(Collected data entries)

::::::::::

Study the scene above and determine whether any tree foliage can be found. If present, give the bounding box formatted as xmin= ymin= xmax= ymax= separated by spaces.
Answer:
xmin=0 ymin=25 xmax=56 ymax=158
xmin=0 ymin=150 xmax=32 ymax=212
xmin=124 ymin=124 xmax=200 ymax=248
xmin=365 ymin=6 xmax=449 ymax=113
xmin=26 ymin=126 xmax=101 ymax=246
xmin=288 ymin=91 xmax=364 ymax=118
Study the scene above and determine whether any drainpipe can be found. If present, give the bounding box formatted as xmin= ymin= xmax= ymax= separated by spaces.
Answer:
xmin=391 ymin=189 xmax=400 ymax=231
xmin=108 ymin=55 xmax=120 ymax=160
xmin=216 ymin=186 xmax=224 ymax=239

::::::::::

Instructions for the task
Where a line contains "Study the scene above and determine whether any drainpipe", begin there and output each line through the end of the data above, exactly; give no other lines.

Written response
Study the scene above and determine whether any drainpipe can be found. If present, give the bounding box formatted as xmin= ymin= xmax= ymax= separated by spaces.
Answer:
xmin=391 ymin=189 xmax=400 ymax=231
xmin=108 ymin=55 xmax=120 ymax=160
xmin=216 ymin=186 xmax=224 ymax=239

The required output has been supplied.